The task: Transcribe all of the material below word for word and leave out its pictures.

Data shown:

>> Start

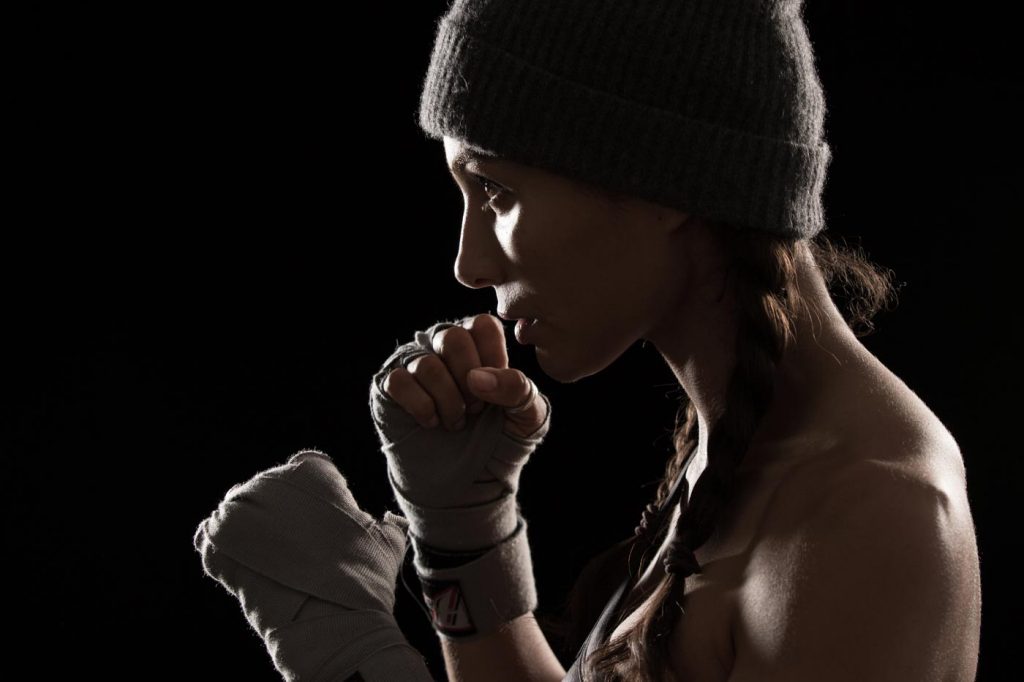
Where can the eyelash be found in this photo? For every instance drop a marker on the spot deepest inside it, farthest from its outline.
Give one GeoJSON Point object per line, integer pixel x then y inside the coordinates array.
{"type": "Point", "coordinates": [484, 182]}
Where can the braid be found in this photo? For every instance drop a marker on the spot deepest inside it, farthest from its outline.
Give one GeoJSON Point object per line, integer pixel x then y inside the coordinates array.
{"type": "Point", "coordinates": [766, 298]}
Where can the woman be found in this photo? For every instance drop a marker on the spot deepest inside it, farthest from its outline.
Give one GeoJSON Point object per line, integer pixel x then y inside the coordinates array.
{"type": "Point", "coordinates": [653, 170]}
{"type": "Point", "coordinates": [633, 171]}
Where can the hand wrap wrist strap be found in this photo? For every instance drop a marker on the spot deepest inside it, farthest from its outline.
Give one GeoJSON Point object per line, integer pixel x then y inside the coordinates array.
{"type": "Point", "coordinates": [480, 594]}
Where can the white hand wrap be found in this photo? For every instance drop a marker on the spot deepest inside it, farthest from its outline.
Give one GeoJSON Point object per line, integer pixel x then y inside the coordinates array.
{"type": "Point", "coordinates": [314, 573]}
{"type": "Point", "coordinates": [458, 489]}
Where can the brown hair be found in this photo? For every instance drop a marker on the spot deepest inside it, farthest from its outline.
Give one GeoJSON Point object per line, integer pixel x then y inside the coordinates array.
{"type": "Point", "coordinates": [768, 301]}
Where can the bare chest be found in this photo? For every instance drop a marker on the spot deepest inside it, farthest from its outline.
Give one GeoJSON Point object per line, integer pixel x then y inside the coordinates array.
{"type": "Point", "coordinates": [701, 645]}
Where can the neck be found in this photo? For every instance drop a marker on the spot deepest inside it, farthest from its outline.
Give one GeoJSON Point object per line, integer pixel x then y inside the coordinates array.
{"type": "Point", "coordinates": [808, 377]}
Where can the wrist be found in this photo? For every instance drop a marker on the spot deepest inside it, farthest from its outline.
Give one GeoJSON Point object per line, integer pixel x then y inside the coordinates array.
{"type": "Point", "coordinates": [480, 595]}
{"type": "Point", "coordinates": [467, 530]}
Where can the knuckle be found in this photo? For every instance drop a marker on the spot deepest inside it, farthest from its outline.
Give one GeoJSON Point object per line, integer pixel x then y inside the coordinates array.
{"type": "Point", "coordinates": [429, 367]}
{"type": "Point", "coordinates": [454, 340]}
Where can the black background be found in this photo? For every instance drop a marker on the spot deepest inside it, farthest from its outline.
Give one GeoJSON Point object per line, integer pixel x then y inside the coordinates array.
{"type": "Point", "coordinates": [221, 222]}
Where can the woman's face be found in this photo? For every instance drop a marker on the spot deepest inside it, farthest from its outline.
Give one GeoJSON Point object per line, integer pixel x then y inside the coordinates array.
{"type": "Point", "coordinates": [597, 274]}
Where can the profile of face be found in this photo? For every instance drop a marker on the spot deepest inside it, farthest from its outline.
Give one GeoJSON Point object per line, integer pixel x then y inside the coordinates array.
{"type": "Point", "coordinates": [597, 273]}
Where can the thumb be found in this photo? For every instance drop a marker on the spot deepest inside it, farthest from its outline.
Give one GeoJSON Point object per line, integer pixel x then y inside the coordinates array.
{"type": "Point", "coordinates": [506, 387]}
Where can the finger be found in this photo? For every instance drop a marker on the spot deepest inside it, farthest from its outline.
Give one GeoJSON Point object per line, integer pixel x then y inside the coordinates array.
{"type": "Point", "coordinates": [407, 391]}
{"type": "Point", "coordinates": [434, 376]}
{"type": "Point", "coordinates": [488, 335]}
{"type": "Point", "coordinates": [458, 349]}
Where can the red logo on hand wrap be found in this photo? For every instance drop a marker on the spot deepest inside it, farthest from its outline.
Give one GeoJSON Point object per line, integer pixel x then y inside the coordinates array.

>> End

Solution for this task:
Where can the eyelash be found in this photo? For every instance drop a marker on the spot deepest inside it, farthest from its outline.
Give one GeoJSON Point object per line, integer pixel x then y inside the coordinates array.
{"type": "Point", "coordinates": [484, 182]}
Where can the braid be found in this photo? For every instance drop a marker on the spot deepest inside it, farthest from its outline.
Give one GeoJSON Point object per line, integer pixel x then y inside the coordinates array.
{"type": "Point", "coordinates": [766, 298]}
Where can the woman be found in this photo? For every instance drop a marker on the spot deepest inside it, farthest from its outline.
Give one GeoJSON Point object per line, integer pixel x then y inside the coordinates array.
{"type": "Point", "coordinates": [653, 170]}
{"type": "Point", "coordinates": [633, 171]}
Where can the hand wrap wrist strap be found in this photo? For every instance drop a marker on the spot deepest inside it, farthest from its outline.
Give one GeoJSON Point object per line, integer pixel x then y inside the coordinates array.
{"type": "Point", "coordinates": [480, 594]}
Where can the white hand wrap be found in this photo? For every instance drop a marker on the spot deepest inside it, farthest from its outline.
Give one GeoJSON Point object per line, integer pixel x then y inside the coordinates array.
{"type": "Point", "coordinates": [314, 573]}
{"type": "Point", "coordinates": [458, 489]}
Where can the brown hair be found in this photo? For every instance drop a marker on the spot deepest inside it, farthest from its outline.
Give one GeoJSON Point object per line, integer pixel x then y inside the coordinates array.
{"type": "Point", "coordinates": [768, 301]}
Where can the bare chest be found in this photo? For every instance drop a marker on the spot deepest inside it, farthest from its outline.
Give one GeoJSON Point object per line, integer pixel x then y inside the coordinates array.
{"type": "Point", "coordinates": [701, 645]}
Where can the neck be found in this photo? For every instance drop a marker on the spot deepest inside it, farthest from its outline.
Give one GeoJSON Point object per line, integer pixel x then y inside the coordinates array.
{"type": "Point", "coordinates": [808, 377]}
Where can the wrist be found in this photo? For every instance drop a marker on the spot deepest inside it, farthest from its outline.
Give one GeoJSON Point object per line, integer pixel x then y inside the coordinates array.
{"type": "Point", "coordinates": [480, 595]}
{"type": "Point", "coordinates": [467, 530]}
Where can the knuckle be found in this photo? For every instance drop a marker on the spot deepest inside it, farthest from its outline.
Give one GeoJSON Point object per line, integer pixel x then y inside the coordinates array.
{"type": "Point", "coordinates": [429, 367]}
{"type": "Point", "coordinates": [454, 340]}
Where can the black background be found in this photo? For every instance drop a marker on the spot deepest inside it, farthest from its outline.
Give one GeoJSON Point object per line, integer pixel x then y inside the coordinates array.
{"type": "Point", "coordinates": [221, 222]}
Where can the woman's face be found in this photo? For every instance drop a marker on the spot deepest inside it, farthest from its outline.
Give one GeoJSON Point object per line, integer pixel x then y inside the coordinates array.
{"type": "Point", "coordinates": [597, 274]}
Where can the profile of face be found in this photo? For every instance drop a marker on the spot deepest inside it, farthest from its outline.
Give one GeoJSON Point object per line, integer pixel x then y inside the coordinates array.
{"type": "Point", "coordinates": [597, 273]}
Where can the thumb be found in this photo? For every instance drop a marker on the spot deepest inside it, farthest from its outline.
Give one GeoJSON Point object per line, integer pixel x then y inside the coordinates array.
{"type": "Point", "coordinates": [506, 387]}
Where can the finger be found in this photo? For every instance drop a marker on the spot deepest inside it, farthest from its outline.
Give one GeoJSON Point object per line, integer pixel x then y inside the coordinates array.
{"type": "Point", "coordinates": [407, 391]}
{"type": "Point", "coordinates": [434, 376]}
{"type": "Point", "coordinates": [488, 335]}
{"type": "Point", "coordinates": [458, 349]}
Where can the red logo on hand wrap be found in this photo? For every instance drop a marker on the spot deepest inside it, farthest from its outline.
Give one GeoJSON Point object per line, integer pixel x then y inside the coordinates array.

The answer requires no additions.